> [Data for this task]
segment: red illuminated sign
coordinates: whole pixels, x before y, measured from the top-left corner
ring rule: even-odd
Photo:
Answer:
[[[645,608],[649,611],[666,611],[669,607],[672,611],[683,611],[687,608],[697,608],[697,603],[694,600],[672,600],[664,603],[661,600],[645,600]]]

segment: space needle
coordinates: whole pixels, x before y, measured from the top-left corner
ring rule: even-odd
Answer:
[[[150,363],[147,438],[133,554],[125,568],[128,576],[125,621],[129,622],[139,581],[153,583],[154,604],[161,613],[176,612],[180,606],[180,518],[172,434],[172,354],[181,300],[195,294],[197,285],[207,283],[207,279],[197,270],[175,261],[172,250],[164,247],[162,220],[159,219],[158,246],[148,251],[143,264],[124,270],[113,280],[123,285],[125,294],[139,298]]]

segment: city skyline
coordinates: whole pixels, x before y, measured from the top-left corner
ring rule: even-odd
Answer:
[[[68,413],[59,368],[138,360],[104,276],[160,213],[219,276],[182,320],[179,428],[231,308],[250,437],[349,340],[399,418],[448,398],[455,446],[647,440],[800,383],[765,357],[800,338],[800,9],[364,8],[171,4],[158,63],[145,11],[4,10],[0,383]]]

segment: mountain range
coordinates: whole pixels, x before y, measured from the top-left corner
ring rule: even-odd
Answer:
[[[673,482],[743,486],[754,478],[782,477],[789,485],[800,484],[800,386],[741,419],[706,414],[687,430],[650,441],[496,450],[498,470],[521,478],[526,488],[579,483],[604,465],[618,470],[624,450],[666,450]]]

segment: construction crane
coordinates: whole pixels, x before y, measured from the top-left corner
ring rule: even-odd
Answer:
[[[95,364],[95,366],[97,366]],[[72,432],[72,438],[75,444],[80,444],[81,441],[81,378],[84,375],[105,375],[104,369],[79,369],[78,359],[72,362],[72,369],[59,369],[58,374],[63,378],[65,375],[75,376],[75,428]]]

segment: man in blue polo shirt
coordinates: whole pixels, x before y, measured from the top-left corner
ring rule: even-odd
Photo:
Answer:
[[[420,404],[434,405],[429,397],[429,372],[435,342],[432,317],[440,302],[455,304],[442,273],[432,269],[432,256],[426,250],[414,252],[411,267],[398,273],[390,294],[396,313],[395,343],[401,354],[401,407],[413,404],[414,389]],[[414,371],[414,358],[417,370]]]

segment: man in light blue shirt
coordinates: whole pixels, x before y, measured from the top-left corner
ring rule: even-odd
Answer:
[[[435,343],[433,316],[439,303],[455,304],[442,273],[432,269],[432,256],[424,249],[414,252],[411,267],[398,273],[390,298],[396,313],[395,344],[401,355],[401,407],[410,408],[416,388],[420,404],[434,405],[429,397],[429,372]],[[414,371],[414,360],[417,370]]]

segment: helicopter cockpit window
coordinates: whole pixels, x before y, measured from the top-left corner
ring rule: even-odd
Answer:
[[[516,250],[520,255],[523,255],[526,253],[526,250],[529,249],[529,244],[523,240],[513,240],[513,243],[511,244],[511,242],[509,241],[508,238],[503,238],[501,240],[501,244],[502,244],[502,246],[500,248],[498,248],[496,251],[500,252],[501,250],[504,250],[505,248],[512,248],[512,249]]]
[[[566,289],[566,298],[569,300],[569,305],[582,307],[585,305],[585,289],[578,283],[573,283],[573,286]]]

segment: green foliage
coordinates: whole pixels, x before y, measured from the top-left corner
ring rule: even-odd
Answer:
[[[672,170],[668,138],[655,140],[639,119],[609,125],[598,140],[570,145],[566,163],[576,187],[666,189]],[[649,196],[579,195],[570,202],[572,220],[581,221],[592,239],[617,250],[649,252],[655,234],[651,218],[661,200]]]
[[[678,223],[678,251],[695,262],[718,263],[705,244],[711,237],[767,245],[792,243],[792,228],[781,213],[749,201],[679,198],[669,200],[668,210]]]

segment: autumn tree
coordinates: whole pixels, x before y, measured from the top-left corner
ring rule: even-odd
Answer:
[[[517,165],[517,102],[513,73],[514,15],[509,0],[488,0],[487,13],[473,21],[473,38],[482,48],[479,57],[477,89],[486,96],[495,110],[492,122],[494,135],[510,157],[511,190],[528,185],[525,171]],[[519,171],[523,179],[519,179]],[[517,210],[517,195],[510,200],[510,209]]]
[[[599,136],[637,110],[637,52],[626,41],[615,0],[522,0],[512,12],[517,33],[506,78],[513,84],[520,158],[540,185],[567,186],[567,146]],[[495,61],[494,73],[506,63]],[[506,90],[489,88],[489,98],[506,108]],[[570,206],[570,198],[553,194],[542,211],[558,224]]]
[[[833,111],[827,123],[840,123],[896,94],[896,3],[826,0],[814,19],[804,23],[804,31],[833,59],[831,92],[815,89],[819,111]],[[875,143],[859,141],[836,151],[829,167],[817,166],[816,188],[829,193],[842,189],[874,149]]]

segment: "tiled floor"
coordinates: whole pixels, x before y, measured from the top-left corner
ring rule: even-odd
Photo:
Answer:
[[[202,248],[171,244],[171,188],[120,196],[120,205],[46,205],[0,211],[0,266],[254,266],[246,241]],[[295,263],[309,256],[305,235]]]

> [What to do]
Everything in the data should be copied exactly. Leave nothing out.

> [Finished exercise]
segment: red illuminated sign
coordinates: whole pixels, x before y, measured from the top-left corner
ring rule: even-odd
Photo:
Answer:
[[[645,608],[649,611],[666,611],[669,607],[672,611],[683,611],[687,608],[697,608],[697,603],[694,600],[672,600],[664,603],[661,600],[645,600]]]

segment: space needle
coordinates: whole pixels, x before y, measured from the top-left corner
ring rule: even-odd
Answer:
[[[150,363],[147,438],[133,554],[125,568],[128,576],[125,621],[129,622],[139,581],[153,583],[154,604],[161,613],[176,612],[180,606],[180,518],[172,434],[172,354],[181,300],[195,294],[197,285],[207,283],[207,279],[197,270],[175,261],[172,250],[164,247],[162,220],[159,219],[158,246],[148,251],[143,264],[124,270],[113,280],[123,285],[125,294],[139,298]]]

segment: city skyline
coordinates: whole pixels, x before y, measured from the top-left corner
ring rule: even-odd
Answer:
[[[68,413],[59,368],[138,360],[104,276],[160,213],[219,276],[182,320],[179,428],[231,308],[250,437],[349,340],[399,418],[448,398],[455,446],[647,440],[800,383],[765,357],[800,338],[800,9],[364,8],[171,4],[158,63],[145,11],[4,10],[0,383]]]

segment: mountain range
coordinates: whole pixels, x before y, measured from the top-left corner
ring rule: even-odd
Answer:
[[[673,482],[743,486],[754,478],[782,477],[789,485],[800,484],[800,386],[741,419],[706,414],[687,430],[650,441],[496,450],[498,470],[521,478],[526,488],[579,483],[604,465],[618,470],[624,450],[666,450]]]

segment: construction crane
coordinates: whole pixels, x before y, measured from the top-left corner
ring rule: even-odd
Answer:
[[[95,364],[95,366],[97,366]],[[72,432],[72,438],[75,444],[80,444],[81,441],[81,378],[84,375],[105,375],[104,369],[79,369],[78,359],[72,362],[72,369],[59,369],[58,374],[63,378],[65,375],[75,376],[75,428]]]

segment: man in blue polo shirt
coordinates: whole pixels, x before y, measured from the top-left corner
ring rule: even-odd
Photo:
Answer:
[[[420,404],[434,405],[429,397],[429,372],[435,342],[432,317],[440,302],[455,304],[442,273],[432,269],[432,256],[426,250],[414,252],[411,267],[398,273],[390,294],[396,313],[395,343],[401,354],[401,407],[413,404],[414,389]],[[414,371],[414,358],[417,370]]]

segment: man in light blue shirt
coordinates: whole pixels, x before y, measured from the top-left corner
ring rule: even-odd
Answer:
[[[435,343],[433,316],[439,303],[455,304],[442,273],[432,269],[432,256],[424,249],[414,252],[411,267],[398,273],[390,298],[396,313],[395,344],[401,355],[401,407],[410,408],[416,388],[420,404],[434,405],[429,397],[429,372]],[[414,371],[414,360],[417,370]]]

segment: helicopter cockpit window
coordinates: whole pixels, x before y, measured from the top-left corner
ring rule: even-odd
Answer:
[[[516,250],[520,255],[523,255],[526,253],[526,250],[529,249],[529,244],[523,240],[513,240],[513,243],[511,244],[511,242],[509,241],[508,238],[503,238],[501,240],[501,244],[502,244],[502,246],[500,248],[498,248],[496,251],[500,252],[501,250],[504,250],[505,248],[512,248],[512,249]]]
[[[566,289],[566,298],[569,300],[569,305],[582,307],[585,305],[585,289],[578,283],[573,283],[573,286]]]

segment: green foliage
coordinates: whole pixels, x before y, measured from the top-left corner
ring rule: even-odd
Answer:
[[[672,170],[668,138],[655,140],[639,119],[609,125],[598,140],[570,145],[566,163],[576,187],[666,189]],[[649,196],[579,195],[570,202],[572,220],[581,221],[592,239],[617,250],[649,252],[655,234],[651,218],[661,200]]]
[[[678,223],[678,251],[695,262],[718,263],[705,244],[711,237],[767,245],[792,243],[792,228],[781,213],[749,201],[679,198],[669,200],[668,210]]]

segment: autumn tree
coordinates: whole pixels, x before y, measured from the top-left corner
ring rule: even-odd
Answer:
[[[517,165],[517,102],[513,73],[514,15],[509,0],[488,0],[487,13],[473,21],[473,38],[482,48],[479,57],[477,89],[486,96],[495,110],[492,122],[494,135],[510,157],[511,190],[528,185],[525,171]],[[519,171],[523,179],[519,179]],[[517,210],[517,195],[510,200],[510,209]]]
[[[599,136],[637,110],[637,52],[626,41],[615,0],[522,0],[512,12],[517,33],[506,78],[513,84],[520,158],[540,185],[567,186],[567,146]],[[495,61],[494,73],[506,63]],[[506,90],[489,88],[489,98],[506,108]],[[570,206],[570,198],[553,194],[542,211],[558,224]]]
[[[833,111],[827,123],[840,123],[896,94],[896,3],[826,0],[814,19],[804,23],[804,31],[833,59],[831,92],[815,89],[819,111]],[[875,143],[859,141],[836,151],[829,167],[817,166],[816,188],[829,193],[842,189],[874,149]]]

segment: "tiled floor"
coordinates: whole pixels, x before y, measured from the top-left corner
ring rule: even-odd
Photo:
Answer:
[[[202,248],[171,244],[171,188],[120,196],[120,205],[46,205],[0,211],[0,266],[254,266],[246,241]],[[295,263],[309,256],[305,235]]]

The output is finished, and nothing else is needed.